> **Work instruction**:
Every record below is to be copied exactly, with its images omitted.

Point localization data:
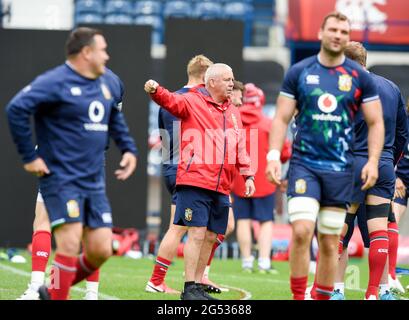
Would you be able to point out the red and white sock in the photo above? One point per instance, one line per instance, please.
(40, 253)
(298, 287)
(378, 253)
(159, 270)
(323, 292)
(62, 275)
(393, 235)
(84, 269)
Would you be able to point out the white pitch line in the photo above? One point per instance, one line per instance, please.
(28, 274)
(247, 295)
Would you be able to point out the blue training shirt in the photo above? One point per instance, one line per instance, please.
(170, 146)
(394, 117)
(74, 117)
(402, 168)
(327, 100)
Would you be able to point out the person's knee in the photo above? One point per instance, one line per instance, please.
(301, 234)
(331, 221)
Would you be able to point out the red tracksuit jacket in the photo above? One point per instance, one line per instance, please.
(253, 118)
(211, 139)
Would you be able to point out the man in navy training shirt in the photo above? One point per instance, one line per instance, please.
(378, 235)
(327, 90)
(75, 108)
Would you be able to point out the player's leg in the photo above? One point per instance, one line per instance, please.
(264, 213)
(242, 214)
(304, 193)
(40, 250)
(212, 287)
(166, 253)
(377, 211)
(168, 246)
(330, 223)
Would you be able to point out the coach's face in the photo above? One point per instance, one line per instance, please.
(223, 84)
(98, 55)
(335, 36)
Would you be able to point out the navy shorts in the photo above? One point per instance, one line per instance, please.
(385, 185)
(329, 188)
(260, 209)
(170, 183)
(403, 201)
(91, 209)
(198, 207)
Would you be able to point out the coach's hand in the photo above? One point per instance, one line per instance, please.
(37, 167)
(128, 165)
(273, 172)
(250, 188)
(150, 86)
(369, 174)
(400, 189)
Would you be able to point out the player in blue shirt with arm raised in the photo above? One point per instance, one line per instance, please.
(76, 111)
(327, 90)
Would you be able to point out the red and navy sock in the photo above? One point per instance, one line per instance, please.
(62, 274)
(378, 253)
(159, 271)
(393, 235)
(41, 248)
(298, 287)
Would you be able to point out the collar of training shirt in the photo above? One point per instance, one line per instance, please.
(206, 95)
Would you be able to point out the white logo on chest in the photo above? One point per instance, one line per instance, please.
(96, 111)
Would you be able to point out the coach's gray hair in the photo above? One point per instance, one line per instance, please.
(216, 70)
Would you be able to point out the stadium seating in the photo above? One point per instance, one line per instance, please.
(157, 25)
(118, 18)
(208, 10)
(118, 7)
(89, 6)
(148, 8)
(89, 18)
(177, 9)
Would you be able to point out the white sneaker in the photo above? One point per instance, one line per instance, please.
(30, 294)
(91, 295)
(395, 284)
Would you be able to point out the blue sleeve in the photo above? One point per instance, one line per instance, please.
(41, 92)
(119, 132)
(290, 83)
(368, 86)
(401, 135)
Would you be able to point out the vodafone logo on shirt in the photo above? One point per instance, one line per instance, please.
(327, 103)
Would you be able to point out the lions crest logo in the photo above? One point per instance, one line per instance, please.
(300, 186)
(235, 125)
(73, 209)
(106, 92)
(345, 82)
(188, 214)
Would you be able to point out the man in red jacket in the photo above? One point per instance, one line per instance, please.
(211, 148)
(261, 206)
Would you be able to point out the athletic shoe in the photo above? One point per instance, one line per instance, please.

> **Solved exercise**:
Would you be able to point out the red and white sock in the photo above? One point per instance, one line per instance, please.
(40, 253)
(298, 287)
(378, 253)
(159, 270)
(323, 292)
(62, 275)
(393, 235)
(84, 269)
Would you be able to point out the white pitch line in the photo above? One point per instance, one line per instance, please.
(28, 274)
(247, 295)
Would you be able to point out the blue training shirt in the photo above? One point per instance, one line per instance, please.
(170, 146)
(394, 117)
(74, 117)
(402, 168)
(327, 100)
Would you be able to point out the person's knee in the photo above? One point per instance, one line per instance, please.
(301, 234)
(331, 221)
Would you be able to point out the red tracksuit jacket in the photo above? One point per instance, one line per instance, please.
(253, 118)
(211, 139)
Would you be able to point out the man in navy training shirt in the photo above? One point per instance, one line per instance, please.
(378, 235)
(327, 90)
(75, 108)
Would you be able to point out the player's leg in the photo above? One point per instance, one line per instance, please.
(264, 213)
(242, 214)
(304, 193)
(40, 250)
(212, 287)
(166, 253)
(377, 211)
(168, 246)
(330, 223)
Would you be able to point out the coach's face in the photo above? One point per instance, one line per instance, please.
(223, 84)
(98, 55)
(335, 36)
Would you be able to point out the navy shorts in the photo above? One point per instance, one line per instance, please.
(385, 185)
(329, 188)
(260, 209)
(170, 183)
(403, 201)
(91, 209)
(198, 207)
Would you be able to point out the coach's hand in the photo above? One point per instance, one line per instance, please.
(37, 167)
(128, 165)
(273, 172)
(250, 188)
(150, 86)
(369, 174)
(400, 189)
Would you be able to point out the player in blue shirt with arm raised in the photo above? One point per instance, one line per instance, please.
(76, 111)
(327, 90)
Would you be able to point out the red and navy sock in the photo above? One point per instance, one line per instance, please.
(62, 274)
(378, 253)
(159, 271)
(393, 235)
(41, 248)
(298, 287)
Would you be able to point out the collar of training shirt in the photo above? One point per instance, one line per instance, please.
(206, 95)
Would you be able to point out the white logo on chest in the photo above? One point per instance, one line per instance, please.
(96, 111)
Would you be able to point out the coach's gray hair in the photo above? One point per instance, one line per instance, please.
(216, 70)
Would you be able to point out the stadium seating in the photo above? One point per instance, one line per instance, please.
(157, 25)
(118, 18)
(208, 10)
(118, 7)
(89, 6)
(148, 8)
(89, 18)
(177, 9)
Would you be able to point out the white sneaker in the photo above? One point per instance, one line per instance, please.
(30, 294)
(91, 295)
(395, 284)
Would you be able to point out the blue sleeve in the photo above? One point per instance, one line per instance, please.
(41, 92)
(119, 132)
(290, 83)
(368, 86)
(401, 135)
Would you be able to point out the vodafone logo on shirt in the photo above? One point per instance, one line per instance, please.
(327, 103)
Would you be able to point out the lions crest logo in the photo above? One point per instance, one line per instance, please.
(300, 186)
(235, 125)
(73, 209)
(106, 92)
(345, 82)
(188, 214)
Would you be able to point out the man in red jacket in the photo above? One point per instance, one line per instance, please.
(211, 148)
(261, 206)
Would you be able to point out the athletic shoe in the photo above? One point per instance, one line per instance, please.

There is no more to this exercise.